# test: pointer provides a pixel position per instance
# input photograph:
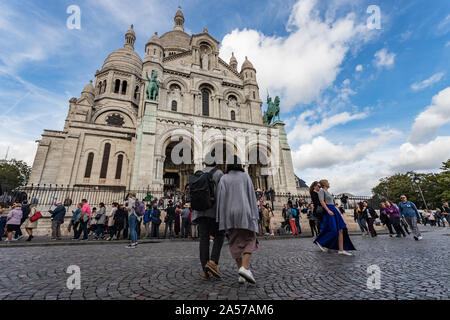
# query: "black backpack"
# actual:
(201, 190)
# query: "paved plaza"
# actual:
(284, 269)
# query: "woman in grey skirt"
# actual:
(237, 213)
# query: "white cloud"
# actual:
(321, 153)
(303, 64)
(428, 122)
(303, 129)
(384, 59)
(427, 82)
(424, 156)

» TASK DIRECTIONS
Rewrite these rows with every "query" changed to "label" and nothing else altered. Omit the pictures from your answer.

» OUTPUT FOR THIS TASK
# test: pointer provides a pixel position per instance
# input photograph:
# label: "black backpack"
# actual:
(201, 190)
# label: "paved plaza"
# actual:
(284, 269)
# label: "woman in grey skirt"
# actual:
(237, 213)
# label: "white cloud"
# actual:
(321, 153)
(303, 64)
(428, 122)
(303, 129)
(384, 59)
(427, 82)
(424, 156)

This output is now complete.